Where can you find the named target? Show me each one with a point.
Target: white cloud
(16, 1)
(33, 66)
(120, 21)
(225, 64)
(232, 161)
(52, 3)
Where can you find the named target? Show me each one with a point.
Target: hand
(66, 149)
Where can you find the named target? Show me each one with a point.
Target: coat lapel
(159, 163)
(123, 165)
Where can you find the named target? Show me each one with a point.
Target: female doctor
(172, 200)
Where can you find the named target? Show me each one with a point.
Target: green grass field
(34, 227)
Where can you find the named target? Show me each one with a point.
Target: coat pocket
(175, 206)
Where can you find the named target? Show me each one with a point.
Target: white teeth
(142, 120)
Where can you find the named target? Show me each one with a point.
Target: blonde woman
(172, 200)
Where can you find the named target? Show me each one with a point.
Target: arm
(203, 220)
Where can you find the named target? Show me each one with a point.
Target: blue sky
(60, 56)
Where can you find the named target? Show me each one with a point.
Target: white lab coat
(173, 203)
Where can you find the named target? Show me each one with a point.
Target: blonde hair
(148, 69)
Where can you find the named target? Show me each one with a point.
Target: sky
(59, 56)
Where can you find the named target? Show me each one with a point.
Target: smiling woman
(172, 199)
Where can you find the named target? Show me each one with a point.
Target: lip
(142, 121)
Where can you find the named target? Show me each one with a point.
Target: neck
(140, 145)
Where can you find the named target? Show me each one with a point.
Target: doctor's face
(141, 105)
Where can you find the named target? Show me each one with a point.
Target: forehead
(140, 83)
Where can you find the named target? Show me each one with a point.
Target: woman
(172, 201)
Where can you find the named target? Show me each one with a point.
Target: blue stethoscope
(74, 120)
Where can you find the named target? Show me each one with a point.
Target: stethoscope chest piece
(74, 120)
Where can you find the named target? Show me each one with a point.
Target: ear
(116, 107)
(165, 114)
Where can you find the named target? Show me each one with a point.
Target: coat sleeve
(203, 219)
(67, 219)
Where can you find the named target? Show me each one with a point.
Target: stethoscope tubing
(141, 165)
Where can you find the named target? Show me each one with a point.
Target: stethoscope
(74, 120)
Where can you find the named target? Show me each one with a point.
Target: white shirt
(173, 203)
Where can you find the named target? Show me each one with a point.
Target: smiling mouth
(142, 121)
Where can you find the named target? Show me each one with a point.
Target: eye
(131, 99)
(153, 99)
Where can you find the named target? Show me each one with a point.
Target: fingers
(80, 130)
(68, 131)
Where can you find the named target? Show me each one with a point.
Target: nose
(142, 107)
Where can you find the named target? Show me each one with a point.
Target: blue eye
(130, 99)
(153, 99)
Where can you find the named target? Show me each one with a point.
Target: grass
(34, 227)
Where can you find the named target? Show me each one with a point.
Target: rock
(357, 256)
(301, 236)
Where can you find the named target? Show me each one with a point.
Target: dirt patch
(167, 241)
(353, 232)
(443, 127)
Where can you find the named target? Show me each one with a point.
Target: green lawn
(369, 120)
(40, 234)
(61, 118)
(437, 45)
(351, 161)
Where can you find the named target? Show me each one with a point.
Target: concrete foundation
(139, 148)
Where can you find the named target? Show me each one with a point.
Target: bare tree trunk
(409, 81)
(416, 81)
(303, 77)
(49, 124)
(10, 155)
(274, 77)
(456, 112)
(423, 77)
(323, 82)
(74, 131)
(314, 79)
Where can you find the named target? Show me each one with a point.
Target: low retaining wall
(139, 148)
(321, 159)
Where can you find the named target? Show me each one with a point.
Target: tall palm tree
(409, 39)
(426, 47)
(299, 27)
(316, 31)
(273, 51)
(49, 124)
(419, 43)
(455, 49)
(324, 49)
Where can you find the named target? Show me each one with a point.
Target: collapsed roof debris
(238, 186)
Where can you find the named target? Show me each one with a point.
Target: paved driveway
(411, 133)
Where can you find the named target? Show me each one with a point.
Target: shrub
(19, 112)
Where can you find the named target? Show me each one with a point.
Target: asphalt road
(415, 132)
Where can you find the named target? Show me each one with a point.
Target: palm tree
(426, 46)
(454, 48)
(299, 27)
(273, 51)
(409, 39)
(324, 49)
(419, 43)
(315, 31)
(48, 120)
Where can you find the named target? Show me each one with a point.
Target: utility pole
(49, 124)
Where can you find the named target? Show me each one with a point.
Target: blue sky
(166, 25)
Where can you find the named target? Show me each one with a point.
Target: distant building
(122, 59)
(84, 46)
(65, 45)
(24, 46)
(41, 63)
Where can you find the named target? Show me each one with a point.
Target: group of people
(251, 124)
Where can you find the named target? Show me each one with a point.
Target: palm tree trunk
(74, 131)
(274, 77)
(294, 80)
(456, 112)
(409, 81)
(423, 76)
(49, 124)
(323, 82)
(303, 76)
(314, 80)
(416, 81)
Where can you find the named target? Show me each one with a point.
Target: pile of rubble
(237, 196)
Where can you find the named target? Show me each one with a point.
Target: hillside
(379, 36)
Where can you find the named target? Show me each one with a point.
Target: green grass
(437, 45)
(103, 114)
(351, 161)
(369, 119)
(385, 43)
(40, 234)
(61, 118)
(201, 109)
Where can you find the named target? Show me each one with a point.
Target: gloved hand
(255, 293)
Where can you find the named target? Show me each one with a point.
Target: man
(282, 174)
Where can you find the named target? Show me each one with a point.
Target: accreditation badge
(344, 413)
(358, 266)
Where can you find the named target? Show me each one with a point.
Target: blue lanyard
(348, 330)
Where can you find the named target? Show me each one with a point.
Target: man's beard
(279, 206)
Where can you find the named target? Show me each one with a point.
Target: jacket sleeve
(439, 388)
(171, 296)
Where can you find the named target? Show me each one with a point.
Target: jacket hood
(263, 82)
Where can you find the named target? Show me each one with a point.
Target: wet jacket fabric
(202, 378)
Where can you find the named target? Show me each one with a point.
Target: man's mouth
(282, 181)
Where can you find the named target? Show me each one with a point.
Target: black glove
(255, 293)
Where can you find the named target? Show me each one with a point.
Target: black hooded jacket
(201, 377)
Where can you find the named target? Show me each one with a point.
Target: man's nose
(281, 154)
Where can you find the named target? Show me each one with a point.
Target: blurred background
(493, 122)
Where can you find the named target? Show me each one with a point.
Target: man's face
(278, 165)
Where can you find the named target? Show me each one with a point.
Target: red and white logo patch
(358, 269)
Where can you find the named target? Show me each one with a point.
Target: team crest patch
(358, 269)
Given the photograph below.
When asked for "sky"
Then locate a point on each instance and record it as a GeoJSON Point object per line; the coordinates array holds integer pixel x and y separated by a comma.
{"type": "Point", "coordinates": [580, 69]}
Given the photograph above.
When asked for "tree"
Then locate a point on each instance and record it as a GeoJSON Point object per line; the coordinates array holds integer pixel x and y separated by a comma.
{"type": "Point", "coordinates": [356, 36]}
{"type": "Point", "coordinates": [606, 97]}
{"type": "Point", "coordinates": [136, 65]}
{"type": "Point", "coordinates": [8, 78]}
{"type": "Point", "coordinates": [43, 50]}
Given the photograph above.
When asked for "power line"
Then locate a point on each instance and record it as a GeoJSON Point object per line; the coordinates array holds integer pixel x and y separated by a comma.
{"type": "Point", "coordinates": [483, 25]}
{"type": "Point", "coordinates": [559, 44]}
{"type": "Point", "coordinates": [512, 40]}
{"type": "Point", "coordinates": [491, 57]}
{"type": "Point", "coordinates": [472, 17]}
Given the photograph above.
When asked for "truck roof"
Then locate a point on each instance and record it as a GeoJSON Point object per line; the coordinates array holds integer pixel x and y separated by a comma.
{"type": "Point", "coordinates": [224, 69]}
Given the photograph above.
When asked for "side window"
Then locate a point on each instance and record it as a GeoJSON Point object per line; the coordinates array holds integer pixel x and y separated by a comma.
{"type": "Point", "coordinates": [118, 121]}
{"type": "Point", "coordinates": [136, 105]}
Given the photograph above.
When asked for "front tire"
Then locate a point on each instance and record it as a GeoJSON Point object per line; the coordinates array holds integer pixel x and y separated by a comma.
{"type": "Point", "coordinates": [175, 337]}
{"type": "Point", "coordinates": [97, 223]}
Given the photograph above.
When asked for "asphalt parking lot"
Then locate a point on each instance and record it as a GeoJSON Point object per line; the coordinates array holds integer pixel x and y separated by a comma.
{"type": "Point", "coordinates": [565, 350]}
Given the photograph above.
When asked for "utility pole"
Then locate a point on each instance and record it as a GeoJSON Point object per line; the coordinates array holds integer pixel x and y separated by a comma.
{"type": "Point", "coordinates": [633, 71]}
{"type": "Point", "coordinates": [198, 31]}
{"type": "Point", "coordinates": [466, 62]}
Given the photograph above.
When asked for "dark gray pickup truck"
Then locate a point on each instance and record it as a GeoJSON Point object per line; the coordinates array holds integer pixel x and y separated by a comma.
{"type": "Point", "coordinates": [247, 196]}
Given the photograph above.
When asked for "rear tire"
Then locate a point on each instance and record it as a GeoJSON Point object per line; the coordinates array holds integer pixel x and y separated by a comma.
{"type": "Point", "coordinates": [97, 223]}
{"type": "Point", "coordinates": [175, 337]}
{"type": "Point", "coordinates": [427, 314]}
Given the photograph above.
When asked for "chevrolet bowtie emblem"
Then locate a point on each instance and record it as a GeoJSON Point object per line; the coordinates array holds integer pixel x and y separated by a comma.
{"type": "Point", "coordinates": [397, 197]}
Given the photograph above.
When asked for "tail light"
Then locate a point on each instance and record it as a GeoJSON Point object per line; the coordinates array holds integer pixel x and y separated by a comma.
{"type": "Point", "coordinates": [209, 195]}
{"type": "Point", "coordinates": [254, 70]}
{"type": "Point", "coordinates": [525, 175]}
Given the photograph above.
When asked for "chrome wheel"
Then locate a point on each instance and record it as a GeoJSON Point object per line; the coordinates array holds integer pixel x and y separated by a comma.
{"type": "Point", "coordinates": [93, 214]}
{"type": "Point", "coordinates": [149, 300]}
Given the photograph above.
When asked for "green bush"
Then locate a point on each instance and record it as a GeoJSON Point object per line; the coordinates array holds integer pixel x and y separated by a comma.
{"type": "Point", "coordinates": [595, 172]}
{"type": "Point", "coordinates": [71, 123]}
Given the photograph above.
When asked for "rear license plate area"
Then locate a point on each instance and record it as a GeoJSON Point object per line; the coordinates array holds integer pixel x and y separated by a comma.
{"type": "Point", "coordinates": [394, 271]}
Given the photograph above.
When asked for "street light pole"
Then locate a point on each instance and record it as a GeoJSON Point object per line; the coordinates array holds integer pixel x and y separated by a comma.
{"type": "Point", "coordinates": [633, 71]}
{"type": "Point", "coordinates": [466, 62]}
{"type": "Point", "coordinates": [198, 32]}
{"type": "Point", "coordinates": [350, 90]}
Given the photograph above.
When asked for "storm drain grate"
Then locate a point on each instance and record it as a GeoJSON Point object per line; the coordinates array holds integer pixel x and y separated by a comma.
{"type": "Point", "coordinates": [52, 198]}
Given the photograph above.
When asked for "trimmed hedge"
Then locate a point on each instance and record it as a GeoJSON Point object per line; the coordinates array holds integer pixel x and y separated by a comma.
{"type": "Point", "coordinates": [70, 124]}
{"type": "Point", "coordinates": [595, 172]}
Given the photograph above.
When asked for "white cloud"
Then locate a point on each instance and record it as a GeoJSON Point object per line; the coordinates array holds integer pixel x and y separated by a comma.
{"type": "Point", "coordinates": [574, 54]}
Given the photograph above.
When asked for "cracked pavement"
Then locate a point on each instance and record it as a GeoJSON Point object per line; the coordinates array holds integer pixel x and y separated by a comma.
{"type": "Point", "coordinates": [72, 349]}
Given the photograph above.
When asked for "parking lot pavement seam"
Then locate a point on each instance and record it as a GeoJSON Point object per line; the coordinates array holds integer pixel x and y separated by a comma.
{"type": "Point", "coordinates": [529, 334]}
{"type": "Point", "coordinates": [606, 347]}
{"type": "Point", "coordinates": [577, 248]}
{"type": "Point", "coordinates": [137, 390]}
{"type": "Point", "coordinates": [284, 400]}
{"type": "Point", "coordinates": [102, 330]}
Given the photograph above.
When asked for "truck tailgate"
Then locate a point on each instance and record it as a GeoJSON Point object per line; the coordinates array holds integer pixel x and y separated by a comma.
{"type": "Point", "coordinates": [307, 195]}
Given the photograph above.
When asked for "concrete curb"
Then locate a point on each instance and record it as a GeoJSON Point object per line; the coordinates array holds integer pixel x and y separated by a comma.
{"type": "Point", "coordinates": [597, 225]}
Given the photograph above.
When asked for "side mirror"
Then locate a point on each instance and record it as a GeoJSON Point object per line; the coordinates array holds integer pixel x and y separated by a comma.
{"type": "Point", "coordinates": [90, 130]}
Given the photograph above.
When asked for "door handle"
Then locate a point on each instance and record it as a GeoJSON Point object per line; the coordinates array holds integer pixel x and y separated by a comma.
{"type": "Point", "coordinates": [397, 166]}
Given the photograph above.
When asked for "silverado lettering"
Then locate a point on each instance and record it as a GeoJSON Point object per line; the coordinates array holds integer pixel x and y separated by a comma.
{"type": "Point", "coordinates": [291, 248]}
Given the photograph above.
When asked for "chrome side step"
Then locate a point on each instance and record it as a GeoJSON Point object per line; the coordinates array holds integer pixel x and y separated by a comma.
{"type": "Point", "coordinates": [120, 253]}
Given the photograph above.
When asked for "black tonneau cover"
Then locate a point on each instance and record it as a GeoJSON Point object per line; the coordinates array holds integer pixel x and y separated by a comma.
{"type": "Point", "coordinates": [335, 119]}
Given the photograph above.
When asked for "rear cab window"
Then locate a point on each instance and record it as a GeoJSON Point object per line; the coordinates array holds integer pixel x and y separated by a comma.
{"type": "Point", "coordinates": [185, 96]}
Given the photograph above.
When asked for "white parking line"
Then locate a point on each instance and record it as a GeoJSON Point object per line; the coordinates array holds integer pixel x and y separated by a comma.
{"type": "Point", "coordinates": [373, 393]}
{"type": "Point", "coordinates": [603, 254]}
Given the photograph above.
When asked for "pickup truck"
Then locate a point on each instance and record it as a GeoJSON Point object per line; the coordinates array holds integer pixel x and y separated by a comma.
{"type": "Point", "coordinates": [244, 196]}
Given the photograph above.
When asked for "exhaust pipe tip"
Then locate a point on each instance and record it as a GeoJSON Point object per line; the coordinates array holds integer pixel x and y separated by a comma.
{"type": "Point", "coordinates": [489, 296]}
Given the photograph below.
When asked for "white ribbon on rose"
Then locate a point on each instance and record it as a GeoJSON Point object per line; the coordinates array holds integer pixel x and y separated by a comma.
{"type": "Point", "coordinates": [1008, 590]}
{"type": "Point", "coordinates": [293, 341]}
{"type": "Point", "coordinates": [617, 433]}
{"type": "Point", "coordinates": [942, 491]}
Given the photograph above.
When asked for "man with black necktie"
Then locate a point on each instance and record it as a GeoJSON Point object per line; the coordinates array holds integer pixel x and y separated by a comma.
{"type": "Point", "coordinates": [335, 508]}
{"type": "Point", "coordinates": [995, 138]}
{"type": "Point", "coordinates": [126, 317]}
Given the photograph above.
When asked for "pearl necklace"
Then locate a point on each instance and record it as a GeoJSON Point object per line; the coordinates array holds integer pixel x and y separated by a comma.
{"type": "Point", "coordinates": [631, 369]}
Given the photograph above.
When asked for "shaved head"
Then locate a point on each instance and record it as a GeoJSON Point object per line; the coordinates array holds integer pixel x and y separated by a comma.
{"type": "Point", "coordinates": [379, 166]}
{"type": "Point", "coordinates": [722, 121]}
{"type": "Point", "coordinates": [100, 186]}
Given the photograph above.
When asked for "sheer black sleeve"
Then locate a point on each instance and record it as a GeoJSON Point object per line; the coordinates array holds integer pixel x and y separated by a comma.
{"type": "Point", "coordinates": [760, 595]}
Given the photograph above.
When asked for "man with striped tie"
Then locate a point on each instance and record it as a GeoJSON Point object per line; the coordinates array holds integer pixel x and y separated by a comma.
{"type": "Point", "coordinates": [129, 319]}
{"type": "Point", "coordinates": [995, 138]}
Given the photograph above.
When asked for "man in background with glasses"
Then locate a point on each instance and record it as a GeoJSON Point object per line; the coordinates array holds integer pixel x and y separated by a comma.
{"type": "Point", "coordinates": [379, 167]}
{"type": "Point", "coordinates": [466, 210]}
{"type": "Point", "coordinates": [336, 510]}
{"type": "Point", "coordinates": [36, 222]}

# # # #

- [Directions]: When a line of the data above holds the string "chrome", count it, and reply with the resulting number only.

- [Output]: 2